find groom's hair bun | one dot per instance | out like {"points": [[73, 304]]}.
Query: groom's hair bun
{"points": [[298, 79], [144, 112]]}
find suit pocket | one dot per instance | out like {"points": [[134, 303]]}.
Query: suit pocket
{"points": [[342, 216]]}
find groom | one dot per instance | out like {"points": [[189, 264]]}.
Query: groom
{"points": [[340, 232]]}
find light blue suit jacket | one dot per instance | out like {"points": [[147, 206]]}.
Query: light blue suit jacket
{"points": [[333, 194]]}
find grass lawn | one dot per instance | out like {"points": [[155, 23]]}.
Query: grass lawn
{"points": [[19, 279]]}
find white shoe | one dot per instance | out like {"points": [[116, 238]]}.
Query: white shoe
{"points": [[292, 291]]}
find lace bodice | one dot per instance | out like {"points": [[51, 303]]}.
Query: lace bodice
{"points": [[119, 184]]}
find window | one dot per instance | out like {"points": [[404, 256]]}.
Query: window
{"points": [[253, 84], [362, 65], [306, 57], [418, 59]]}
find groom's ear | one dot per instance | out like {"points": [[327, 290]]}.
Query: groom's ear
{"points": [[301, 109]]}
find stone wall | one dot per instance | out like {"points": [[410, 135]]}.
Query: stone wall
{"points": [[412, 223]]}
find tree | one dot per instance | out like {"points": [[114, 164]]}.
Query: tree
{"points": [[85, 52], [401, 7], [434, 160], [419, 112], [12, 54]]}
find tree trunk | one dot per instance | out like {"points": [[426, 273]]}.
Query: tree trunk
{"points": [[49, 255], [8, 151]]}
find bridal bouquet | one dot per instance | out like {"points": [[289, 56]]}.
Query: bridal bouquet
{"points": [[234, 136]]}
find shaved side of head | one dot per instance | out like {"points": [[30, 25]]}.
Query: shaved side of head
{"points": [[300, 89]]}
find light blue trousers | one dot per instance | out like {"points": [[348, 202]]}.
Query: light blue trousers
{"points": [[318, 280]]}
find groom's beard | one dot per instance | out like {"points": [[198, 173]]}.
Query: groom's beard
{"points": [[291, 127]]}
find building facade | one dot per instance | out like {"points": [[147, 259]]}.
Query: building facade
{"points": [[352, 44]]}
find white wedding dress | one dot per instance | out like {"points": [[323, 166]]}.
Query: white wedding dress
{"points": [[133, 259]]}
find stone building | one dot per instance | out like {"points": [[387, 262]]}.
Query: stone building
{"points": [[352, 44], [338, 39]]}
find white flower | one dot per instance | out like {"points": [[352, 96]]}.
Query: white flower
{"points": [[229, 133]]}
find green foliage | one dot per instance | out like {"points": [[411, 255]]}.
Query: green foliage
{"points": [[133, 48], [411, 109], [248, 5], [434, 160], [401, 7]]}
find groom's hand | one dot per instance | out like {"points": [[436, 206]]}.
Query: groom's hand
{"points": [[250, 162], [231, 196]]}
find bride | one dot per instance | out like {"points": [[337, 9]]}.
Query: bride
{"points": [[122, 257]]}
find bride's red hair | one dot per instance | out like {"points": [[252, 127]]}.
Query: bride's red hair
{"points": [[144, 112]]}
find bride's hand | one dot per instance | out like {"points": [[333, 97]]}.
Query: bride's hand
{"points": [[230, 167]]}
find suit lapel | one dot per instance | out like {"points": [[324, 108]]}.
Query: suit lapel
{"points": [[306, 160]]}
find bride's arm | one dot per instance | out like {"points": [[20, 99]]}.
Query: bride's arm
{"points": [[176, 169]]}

BRIEF:
Quote every record above exactly.

CORRECT ANSWER:
find groom's hair bun | one dot per instance | out like {"points": [[73, 304]]}.
Query: groom's hair bun
{"points": [[298, 79], [144, 112]]}
find suit pocket | one dot per instance | out like {"points": [[134, 303]]}.
Query: suit pocket
{"points": [[342, 216]]}
find groom | one dot per instance | out like {"points": [[189, 264]]}.
Query: groom
{"points": [[340, 232]]}
find light blue suit jacket | one dot per instance | out like {"points": [[147, 206]]}.
Query: light blue suit jacket
{"points": [[333, 194]]}
find grass lawn | one dot per instance | out like {"points": [[155, 23]]}.
Query: grass lawn
{"points": [[19, 279]]}
find white shoe | one dot per instance | out like {"points": [[116, 238]]}.
Query: white shoe
{"points": [[292, 291]]}
find lace bodice | one dot per instance | out like {"points": [[51, 303]]}.
Query: lace bodice
{"points": [[119, 184]]}
find window | one dot per instance | out like {"points": [[404, 256]]}.
Query: window
{"points": [[253, 84], [362, 65], [306, 57], [418, 59]]}
find groom's ear | one dot per instance | out like {"points": [[327, 290]]}.
Query: groom's ear
{"points": [[301, 109]]}
find stone wall | one dot per instance | out like {"points": [[410, 135]]}.
Query: stone wall
{"points": [[412, 223]]}
find tree | one dot per instance | out like {"points": [[114, 164]]}.
Query: tree
{"points": [[85, 52], [401, 7], [434, 160], [419, 112], [12, 54]]}
find tree trunk | one dot per instance | out like {"points": [[426, 273]]}.
Query: tree trunk
{"points": [[49, 255], [8, 151]]}
find bridal bouquet | one dot per instance | out like {"points": [[289, 56]]}.
Query: bridal bouquet
{"points": [[234, 136]]}
find shaved side of head | one dot per instance | out like {"points": [[30, 25]]}.
Query: shaved side of head
{"points": [[300, 89]]}
find light blue trousers | one dot per instance | out like {"points": [[348, 202]]}.
Query: light blue trousers
{"points": [[318, 280]]}
find groom's beard | one dot per instance | out like {"points": [[198, 173]]}.
Query: groom's beard
{"points": [[291, 127]]}
find building facade | one dot per instance | out like {"points": [[147, 259]]}.
Query: building facade
{"points": [[352, 44]]}
find white wedding dress | one dot per instance | out like {"points": [[323, 166]]}.
Query: white wedding dress
{"points": [[133, 259]]}
find stone building | one dot per instance | out like {"points": [[387, 262]]}.
Query: stone building
{"points": [[352, 44], [338, 39]]}
find white flower | one dot per instance | out like {"points": [[352, 96]]}.
Query: white flower
{"points": [[229, 133]]}
find green foliage | one dot per instance | out like {"points": [[411, 255]]}.
Query: green foliage
{"points": [[133, 48], [411, 109], [248, 5], [434, 160], [401, 7]]}
find groom's hand | one dot per instance | out like {"points": [[436, 206]]}.
Query: groom's hand
{"points": [[250, 162], [231, 196]]}
find bride | one dot per instance | out like {"points": [[337, 9]]}.
Query: bride
{"points": [[122, 257]]}
find bride's red hair | one dot per instance | out like {"points": [[252, 127]]}.
Query: bride's red hair
{"points": [[144, 112]]}
find bride's hand | one dot per instance | out like {"points": [[333, 97]]}.
Query: bride's hand
{"points": [[230, 167]]}
find suit lapel | one dot per instance | out like {"points": [[324, 108]]}.
Query: suit lapel
{"points": [[306, 160]]}
find bride's arm | one dot per instance | out like {"points": [[20, 99]]}.
Query: bride's arm
{"points": [[176, 169]]}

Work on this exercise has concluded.